__Excerpt to read__

File spoon-archives/anarchy-list.archive/anarchy-list_2003/anarchy-list.0303, message 656


From: "Heather" <Heather-AT-teknopunx.co.uk>
Subject: NYC: Supplies to Get Should War Come Next Week
Date: Tue, 18 Mar 2003 20:50:36 -0000


NYC: Supplies to Get Should War Come Next Week

> Osama has said that, if Hussein is the little Satan, the U.S.
> is the big one and should be dealt with accordingly when we attack
> Iraq.  We know this because his last communication was widely
> circulated by our Homeland Security outfit to alert the El Qaeda
> guys when and how to do it.  So . . .

__Recorded data__
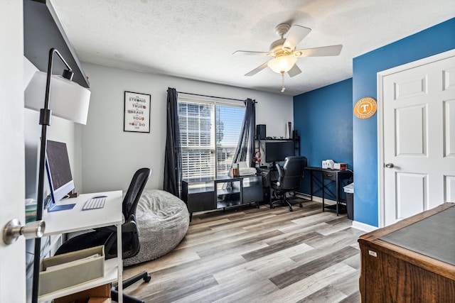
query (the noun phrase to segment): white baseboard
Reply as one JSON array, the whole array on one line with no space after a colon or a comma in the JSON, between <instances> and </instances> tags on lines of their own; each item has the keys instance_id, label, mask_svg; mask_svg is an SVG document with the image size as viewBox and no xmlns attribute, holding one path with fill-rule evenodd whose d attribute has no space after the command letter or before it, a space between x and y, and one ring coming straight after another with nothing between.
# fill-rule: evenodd
<instances>
[{"instance_id":1,"label":"white baseboard","mask_svg":"<svg viewBox=\"0 0 455 303\"><path fill-rule=\"evenodd\" d=\"M373 225L365 224L365 223L359 222L357 221L353 221L353 228L358 229L360 231L366 231L369 233L370 231L375 231L378 228L376 226L373 226Z\"/></svg>"}]
</instances>

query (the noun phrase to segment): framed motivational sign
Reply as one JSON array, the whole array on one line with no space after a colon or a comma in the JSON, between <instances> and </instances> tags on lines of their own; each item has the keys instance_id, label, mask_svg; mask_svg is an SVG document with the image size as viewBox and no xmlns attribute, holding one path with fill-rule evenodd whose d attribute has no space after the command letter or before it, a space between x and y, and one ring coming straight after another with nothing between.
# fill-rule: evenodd
<instances>
[{"instance_id":1,"label":"framed motivational sign","mask_svg":"<svg viewBox=\"0 0 455 303\"><path fill-rule=\"evenodd\" d=\"M150 133L150 103L147 94L125 91L124 131Z\"/></svg>"}]
</instances>

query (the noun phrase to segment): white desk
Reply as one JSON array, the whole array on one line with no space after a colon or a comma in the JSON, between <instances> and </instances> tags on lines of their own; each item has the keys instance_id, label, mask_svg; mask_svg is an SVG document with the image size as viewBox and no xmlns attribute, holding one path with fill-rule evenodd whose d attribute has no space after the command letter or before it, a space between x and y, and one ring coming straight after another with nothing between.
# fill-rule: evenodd
<instances>
[{"instance_id":1,"label":"white desk","mask_svg":"<svg viewBox=\"0 0 455 303\"><path fill-rule=\"evenodd\" d=\"M82 211L84 203L95 195L105 194L107 196L105 207L99 209ZM75 203L73 209L43 212L43 220L46 222L44 236L66 233L77 231L84 231L98 227L116 226L117 230L117 251L122 252L122 191L97 192L94 194L80 194L77 198L62 200L58 204ZM117 259L109 259L105 261L105 276L87 283L78 285L72 287L62 290L59 292L41 296L39 302L50 301L53 298L70 294L82 290L88 290L97 286L117 281L119 284L119 302L123 302L122 280L123 263L122 253L118 253Z\"/></svg>"}]
</instances>

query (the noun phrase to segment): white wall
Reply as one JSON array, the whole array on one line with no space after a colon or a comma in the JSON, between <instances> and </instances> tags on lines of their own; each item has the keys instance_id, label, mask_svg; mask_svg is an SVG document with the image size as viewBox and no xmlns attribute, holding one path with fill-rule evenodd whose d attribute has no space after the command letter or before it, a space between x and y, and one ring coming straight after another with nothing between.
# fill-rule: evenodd
<instances>
[{"instance_id":1,"label":"white wall","mask_svg":"<svg viewBox=\"0 0 455 303\"><path fill-rule=\"evenodd\" d=\"M284 136L293 122L292 97L239 87L83 63L90 82L90 106L82 131L84 192L126 189L134 172L152 169L146 188L162 189L166 145L166 90L245 99L256 104L257 124L267 136ZM151 95L150 133L123 131L124 91Z\"/></svg>"}]
</instances>

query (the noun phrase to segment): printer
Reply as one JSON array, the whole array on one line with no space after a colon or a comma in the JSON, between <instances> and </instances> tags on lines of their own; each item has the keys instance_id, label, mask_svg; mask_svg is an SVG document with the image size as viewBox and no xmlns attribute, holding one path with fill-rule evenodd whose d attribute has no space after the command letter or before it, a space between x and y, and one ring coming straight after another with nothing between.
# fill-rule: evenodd
<instances>
[{"instance_id":1,"label":"printer","mask_svg":"<svg viewBox=\"0 0 455 303\"><path fill-rule=\"evenodd\" d=\"M239 162L239 176L250 176L256 175L255 167L248 167L246 162Z\"/></svg>"}]
</instances>

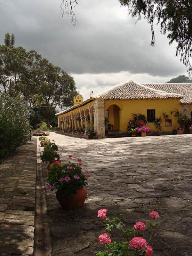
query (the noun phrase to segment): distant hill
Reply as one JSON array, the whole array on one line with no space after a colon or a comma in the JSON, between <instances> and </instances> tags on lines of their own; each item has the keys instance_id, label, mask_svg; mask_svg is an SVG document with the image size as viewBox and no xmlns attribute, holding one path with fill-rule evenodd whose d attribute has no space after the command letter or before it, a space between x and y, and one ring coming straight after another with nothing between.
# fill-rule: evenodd
<instances>
[{"instance_id":1,"label":"distant hill","mask_svg":"<svg viewBox=\"0 0 192 256\"><path fill-rule=\"evenodd\" d=\"M173 78L170 81L168 81L167 83L173 84L175 83L180 83L180 84L192 83L192 80L190 79L189 77L186 76L179 76L177 77Z\"/></svg>"}]
</instances>

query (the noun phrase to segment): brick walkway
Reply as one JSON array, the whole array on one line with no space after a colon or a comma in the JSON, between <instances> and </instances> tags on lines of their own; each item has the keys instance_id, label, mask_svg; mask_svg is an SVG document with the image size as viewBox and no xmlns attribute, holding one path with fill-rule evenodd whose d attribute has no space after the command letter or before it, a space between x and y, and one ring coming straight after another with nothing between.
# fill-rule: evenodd
<instances>
[{"instance_id":1,"label":"brick walkway","mask_svg":"<svg viewBox=\"0 0 192 256\"><path fill-rule=\"evenodd\" d=\"M0 255L32 255L36 139L0 165Z\"/></svg>"},{"instance_id":2,"label":"brick walkway","mask_svg":"<svg viewBox=\"0 0 192 256\"><path fill-rule=\"evenodd\" d=\"M98 236L104 227L97 218L103 207L128 228L156 211L160 228L150 243L154 256L191 256L192 135L94 140L52 133L50 137L59 144L63 163L72 154L91 172L88 198L78 210L62 209L54 192L47 191L52 256L92 256L103 248ZM45 179L47 165L42 164ZM122 239L118 232L111 236Z\"/></svg>"}]
</instances>

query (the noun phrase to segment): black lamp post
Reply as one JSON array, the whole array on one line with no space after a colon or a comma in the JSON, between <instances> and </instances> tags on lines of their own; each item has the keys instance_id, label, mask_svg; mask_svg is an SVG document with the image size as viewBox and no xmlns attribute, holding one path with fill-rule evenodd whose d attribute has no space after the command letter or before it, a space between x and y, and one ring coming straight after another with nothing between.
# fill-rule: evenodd
<instances>
[{"instance_id":1,"label":"black lamp post","mask_svg":"<svg viewBox=\"0 0 192 256\"><path fill-rule=\"evenodd\" d=\"M31 103L32 103L32 102L33 101L33 99L31 99L31 98L30 98L29 99L28 99L28 102L29 103L29 105L28 107L28 109L29 111L30 111L31 109L33 108L33 107L31 106ZM29 137L30 138L30 140L31 140L31 125L29 124Z\"/></svg>"}]
</instances>

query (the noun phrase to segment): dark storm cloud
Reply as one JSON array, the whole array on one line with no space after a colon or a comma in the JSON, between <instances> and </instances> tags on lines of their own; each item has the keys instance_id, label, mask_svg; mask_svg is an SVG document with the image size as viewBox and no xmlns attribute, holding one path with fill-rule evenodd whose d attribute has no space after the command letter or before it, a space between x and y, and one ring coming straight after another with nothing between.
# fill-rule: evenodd
<instances>
[{"instance_id":1,"label":"dark storm cloud","mask_svg":"<svg viewBox=\"0 0 192 256\"><path fill-rule=\"evenodd\" d=\"M61 2L0 0L0 43L6 33L13 33L17 45L34 49L70 73L127 71L168 76L186 72L159 28L153 47L150 27L143 20L135 24L117 0L82 0L75 27L60 14Z\"/></svg>"}]
</instances>

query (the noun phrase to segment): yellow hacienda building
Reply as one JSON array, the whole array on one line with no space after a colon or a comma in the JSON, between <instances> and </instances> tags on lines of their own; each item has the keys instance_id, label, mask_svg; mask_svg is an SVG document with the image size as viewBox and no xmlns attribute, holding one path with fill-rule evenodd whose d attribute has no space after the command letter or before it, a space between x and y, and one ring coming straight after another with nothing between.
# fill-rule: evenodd
<instances>
[{"instance_id":1,"label":"yellow hacienda building","mask_svg":"<svg viewBox=\"0 0 192 256\"><path fill-rule=\"evenodd\" d=\"M86 129L90 124L99 138L104 138L108 130L126 132L133 113L145 115L152 132L157 131L155 119L166 115L162 119L162 131L171 132L178 126L174 111L177 109L191 118L192 104L191 84L140 84L131 80L84 101L78 93L73 107L56 115L61 129Z\"/></svg>"}]
</instances>

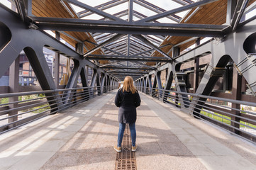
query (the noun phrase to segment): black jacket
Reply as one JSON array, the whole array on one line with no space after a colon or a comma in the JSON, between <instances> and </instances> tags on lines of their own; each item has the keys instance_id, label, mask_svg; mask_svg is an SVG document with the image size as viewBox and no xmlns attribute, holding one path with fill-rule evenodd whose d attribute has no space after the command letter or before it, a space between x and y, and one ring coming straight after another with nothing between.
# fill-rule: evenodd
<instances>
[{"instance_id":1,"label":"black jacket","mask_svg":"<svg viewBox=\"0 0 256 170\"><path fill-rule=\"evenodd\" d=\"M138 91L118 90L115 98L115 104L119 107L118 121L123 123L133 123L136 121L136 108L140 105L140 98Z\"/></svg>"}]
</instances>

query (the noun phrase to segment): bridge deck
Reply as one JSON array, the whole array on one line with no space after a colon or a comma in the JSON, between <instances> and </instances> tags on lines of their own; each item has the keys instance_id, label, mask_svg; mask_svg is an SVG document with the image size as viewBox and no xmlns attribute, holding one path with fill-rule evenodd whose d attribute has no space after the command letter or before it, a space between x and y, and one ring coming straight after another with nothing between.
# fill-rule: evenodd
<instances>
[{"instance_id":1,"label":"bridge deck","mask_svg":"<svg viewBox=\"0 0 256 170\"><path fill-rule=\"evenodd\" d=\"M114 169L116 91L0 136L0 169ZM256 169L256 147L140 94L138 169Z\"/></svg>"}]
</instances>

__Problems to work on__
A) List each line in the records that contains the word "brick".
B) Continue the mailing list post about war supplies from the point where it stops.
The records are unrelated to the mailing list post.

__Answers to the exercise__
A)
query (the noun phrase to segment): brick walkway
[{"instance_id":1,"label":"brick walkway","mask_svg":"<svg viewBox=\"0 0 192 256\"><path fill-rule=\"evenodd\" d=\"M0 255L32 255L36 139L0 165Z\"/></svg>"},{"instance_id":2,"label":"brick walkway","mask_svg":"<svg viewBox=\"0 0 192 256\"><path fill-rule=\"evenodd\" d=\"M98 236L104 227L97 218L103 207L128 228L156 211L160 228L150 243L154 256L191 256L192 135L94 140L52 133L50 137L59 144L63 163L72 154L91 172L88 198L78 210L62 209L54 192L47 191L52 256L92 256L103 248ZM45 179L47 165L42 164ZM122 239L118 232L111 236Z\"/></svg>"}]

B)
>
> Every NYC household ought to take the following precautionary
> steps:
>
> 1) In case our NYC water supplies are either disrupted or
> polluted with deadly poisons, which are probably widespread on the
> open market now, thanks to our liberal distributions of same to our
> minions such as Saddam during the Reagan years, be sure to order in
> several cases of beer or wine -- your beverage of choice.  Might as
> well have a good party while NYC burns.  Later you can begin the
> long trek elsewhere.  However, be forewarned about heading north
> towards Ithaca.  I recall the Ithaca Journal publishing an article
> back when to the effect that they would be assigned 100,000 NYC
> refugees, should we get nuked and make it that far.  The next week
> the paper was barraged with letters -- including one from the local
> head of the NRA -- indicating that we New York City folk certainly
> would not be welcomed and would be met at the Tompkins County line
> by a militia armed with rifles and other assorted weapons to
> persuade us to depart elsewhere.  Why else do you think the NRA
> defends the rights of individuals to possess any weapon smaller
> than a B-2 Bomber?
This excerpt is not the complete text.